### Work instructions:
Repeat every line of the records below word for word, leaving out the pictures.

### Extracted data:
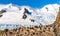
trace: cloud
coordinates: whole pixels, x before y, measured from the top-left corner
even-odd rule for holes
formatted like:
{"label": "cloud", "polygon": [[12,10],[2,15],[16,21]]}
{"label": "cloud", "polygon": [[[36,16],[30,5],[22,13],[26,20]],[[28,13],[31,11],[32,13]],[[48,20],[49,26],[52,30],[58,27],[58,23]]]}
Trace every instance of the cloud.
{"label": "cloud", "polygon": [[[54,23],[57,13],[59,11],[58,4],[49,4],[45,5],[43,8],[31,8],[29,6],[15,6],[12,4],[0,4],[0,10],[6,9],[6,12],[1,14],[3,15],[0,17],[0,24],[19,24],[22,26],[39,26],[42,25],[49,25]],[[31,15],[27,15],[27,19],[22,19],[24,15],[24,8],[28,9],[31,12]],[[35,22],[31,22],[30,19],[34,19]]]}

### Result of the task:
trace: cloud
coordinates: whole pixels, x before y, measured from the top-left corner
even-odd rule for holes
formatted like:
{"label": "cloud", "polygon": [[12,10],[2,15],[16,21]]}
{"label": "cloud", "polygon": [[[36,16],[30,5],[22,13],[26,20]],[[28,13],[31,11],[32,13]],[[48,20],[49,26],[52,30],[58,27],[58,23]]]}
Trace every instance of the cloud.
{"label": "cloud", "polygon": [[[54,23],[57,13],[59,11],[58,4],[49,4],[45,5],[43,8],[31,8],[29,6],[15,6],[12,4],[0,4],[0,10],[6,9],[6,12],[1,14],[3,15],[0,17],[0,24],[19,24],[22,26],[39,26],[42,25],[49,25]],[[31,15],[27,15],[27,19],[22,19],[24,15],[24,8],[28,9],[31,12]],[[35,22],[31,22],[30,19],[34,19]]]}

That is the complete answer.